#### [Problems to work on]
1 – According to the McCall Smith passage, what led McCall Smith to release 44 Scotland Street in daily installments? Answer in one to three sentences.
2 – Reproduce the McCall Smith passage between "The location of" and "as a writer.", inclusive, swapping "Edinburgh" for "Glasgow" throughout.
3 – In the McCall Smith passage, how long was each BBC radio drama of 44 Scotland Street?
[Provided text Boundary: Start]
The location of the stories is in Edinburgh, an eminently respectable town where the citizens believe there couldn't be any murderers here. But Isabel knows that Edinburgh is a place like anywhere else, and has the same range of people as any place else did: the good, the bad and the morally indifferent. But they had their quirks of course, but even their quirks were charming––as we find in The Charming Quirks of Others.

McCall Smith is also the former chairman of the British Medical Journal ethics committee and was a member of many other boards and commissions, all of which he gave up when he achieved success as a writer.

Still with some time on his hands, McCall Smith decided on a new venture, taking a leaf out of the pages of Dickens and the San Francisco novelist Armistead Maupin, both of whom wrote serialized novels. Thus 44 Scotland Street was released in installments every weekday in The Scotsman newspaper and was also later delivered on the BBC radio as 15-minute dramas. The stories surround the characters living in a particular Edinburgh apartment building.


Right away, the reader is caught up in the lives of Pat MacGregor, a 20-something who is on her second gap year, since the first didn’t work out; Bruce Anderson, her narcissistic flatmate; Matthew Duncan, the owner of an art gallery; Angus Lordie and his dog Cyril; and my personal favorite, little Bertie Pollock. Bertie is somewhat of a genius, but his life is constantly made miserable by his overbearing mother, who insists he play the saxophone, speak Italian and visit a psychiatrist regularly. I get every book right off the presses so I can see how Bertie is faring, as he tries to live a normal life and hold his head up in all the difficult and humorous situations he finds himself. These stories have grown into eight volumes so far; the most recent, Sunshine on Scotland Street, is very hard to get hold of.
[Provided text Boundary: End]
[Information supplied Boundary: Start]
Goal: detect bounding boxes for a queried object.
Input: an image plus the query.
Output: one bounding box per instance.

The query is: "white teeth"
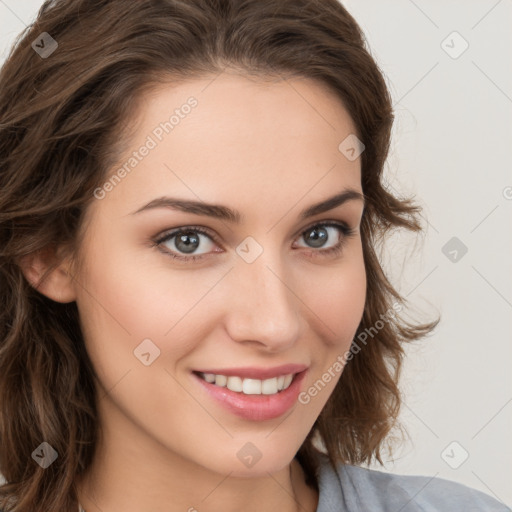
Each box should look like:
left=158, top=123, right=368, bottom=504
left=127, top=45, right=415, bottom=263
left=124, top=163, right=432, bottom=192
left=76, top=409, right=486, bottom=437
left=199, top=373, right=294, bottom=395
left=215, top=375, right=228, bottom=387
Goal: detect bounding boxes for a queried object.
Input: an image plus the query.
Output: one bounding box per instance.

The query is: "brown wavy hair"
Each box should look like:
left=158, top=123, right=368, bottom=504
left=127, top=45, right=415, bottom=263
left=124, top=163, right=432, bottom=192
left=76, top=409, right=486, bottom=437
left=0, top=0, right=439, bottom=512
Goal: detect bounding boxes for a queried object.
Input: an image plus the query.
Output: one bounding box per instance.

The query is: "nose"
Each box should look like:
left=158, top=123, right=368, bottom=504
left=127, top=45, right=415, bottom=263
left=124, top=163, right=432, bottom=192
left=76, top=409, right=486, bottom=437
left=226, top=250, right=301, bottom=352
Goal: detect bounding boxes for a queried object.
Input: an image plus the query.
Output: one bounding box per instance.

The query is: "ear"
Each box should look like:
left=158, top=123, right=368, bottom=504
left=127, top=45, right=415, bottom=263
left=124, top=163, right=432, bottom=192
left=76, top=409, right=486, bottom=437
left=19, top=247, right=76, bottom=303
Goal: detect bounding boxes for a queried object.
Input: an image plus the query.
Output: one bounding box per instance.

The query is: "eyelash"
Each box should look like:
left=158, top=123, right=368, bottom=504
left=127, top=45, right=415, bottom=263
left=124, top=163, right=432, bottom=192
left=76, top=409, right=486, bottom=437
left=153, top=221, right=357, bottom=262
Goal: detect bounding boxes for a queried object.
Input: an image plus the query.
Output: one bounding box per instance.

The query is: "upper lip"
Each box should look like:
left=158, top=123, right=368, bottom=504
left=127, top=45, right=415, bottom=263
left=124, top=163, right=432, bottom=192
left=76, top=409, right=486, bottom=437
left=194, top=364, right=308, bottom=380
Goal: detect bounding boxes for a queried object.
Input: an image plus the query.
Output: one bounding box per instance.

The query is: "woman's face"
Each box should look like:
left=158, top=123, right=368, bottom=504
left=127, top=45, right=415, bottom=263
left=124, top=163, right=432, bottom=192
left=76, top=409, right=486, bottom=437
[Information supplied Boundary: End]
#### [Your written answers]
1 – McCall Smith still had some time on his hands, so he decided on a new venture. He took a leaf out of the pages of Dickens and the San Francisco novelist Armistead Maupin, both of whom wrote serialized novels. 44 Scotland Street was therefore released in installments every weekday in The Scotsman newspaper.

2 –
The location of the stories is in Glasgow, an eminently respectable town where the citizens believe there couldn't be any murderers here. But Isabel knows that Glasgow is a place like anywhere else, and has the same range of people as any place else did: the good, the bad and the morally indifferent. But they had their quirks of course, but even their quirks were charming––as we find in The Charming Quirks of Others.

McCall Smith is also the former chairman of the British Medical Journal ethics committee and was a member of many other boards and commissions, all of which he gave up when he achieved success as a writer.

3 – Each was 15 minutes long.